[Image point annotation entries]
+++++

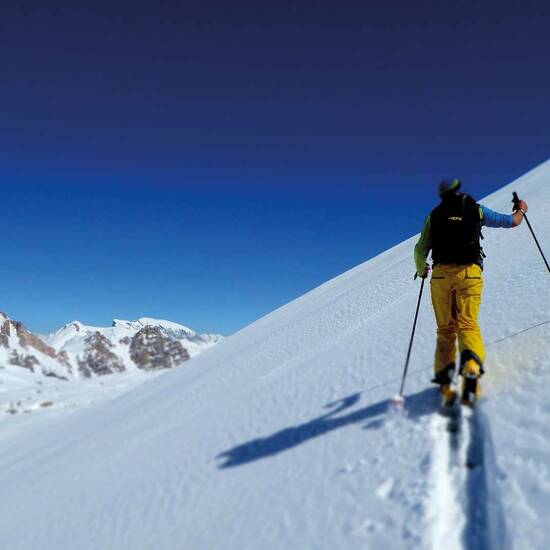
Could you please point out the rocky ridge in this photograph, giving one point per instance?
(80, 351)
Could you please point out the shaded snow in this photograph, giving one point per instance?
(280, 436)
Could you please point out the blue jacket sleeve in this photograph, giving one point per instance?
(490, 218)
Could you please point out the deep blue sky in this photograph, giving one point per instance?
(207, 162)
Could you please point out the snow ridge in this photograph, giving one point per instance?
(280, 436)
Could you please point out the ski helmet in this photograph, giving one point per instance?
(448, 185)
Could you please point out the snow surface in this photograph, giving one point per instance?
(281, 435)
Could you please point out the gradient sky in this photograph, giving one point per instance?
(207, 162)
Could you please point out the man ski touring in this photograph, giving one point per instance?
(453, 232)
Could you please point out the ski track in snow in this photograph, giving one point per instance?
(281, 436)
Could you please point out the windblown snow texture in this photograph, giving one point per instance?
(281, 436)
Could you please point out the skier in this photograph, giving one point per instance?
(453, 232)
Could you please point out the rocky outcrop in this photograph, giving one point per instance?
(14, 333)
(98, 357)
(84, 351)
(150, 350)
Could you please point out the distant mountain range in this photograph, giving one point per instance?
(80, 351)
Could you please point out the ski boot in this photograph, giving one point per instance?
(445, 378)
(471, 371)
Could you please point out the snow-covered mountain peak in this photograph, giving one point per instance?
(281, 437)
(150, 322)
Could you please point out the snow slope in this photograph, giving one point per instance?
(280, 436)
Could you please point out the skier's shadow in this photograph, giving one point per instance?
(418, 404)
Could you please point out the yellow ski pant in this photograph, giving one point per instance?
(456, 297)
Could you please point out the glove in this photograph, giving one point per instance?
(426, 272)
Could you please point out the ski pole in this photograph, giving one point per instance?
(399, 398)
(515, 200)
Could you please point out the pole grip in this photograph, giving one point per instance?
(515, 200)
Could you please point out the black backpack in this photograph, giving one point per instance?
(456, 231)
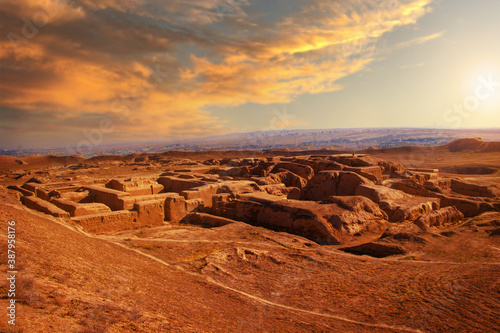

+++++

Task prompt |
Extract every line of the data above that contains the string "pole", matching case exactly.

Expected output |
Could you please point out the ski pole in this photograph, giving one point per instance?
Could you please point out the pole grip in this photograph, giving one point per instance?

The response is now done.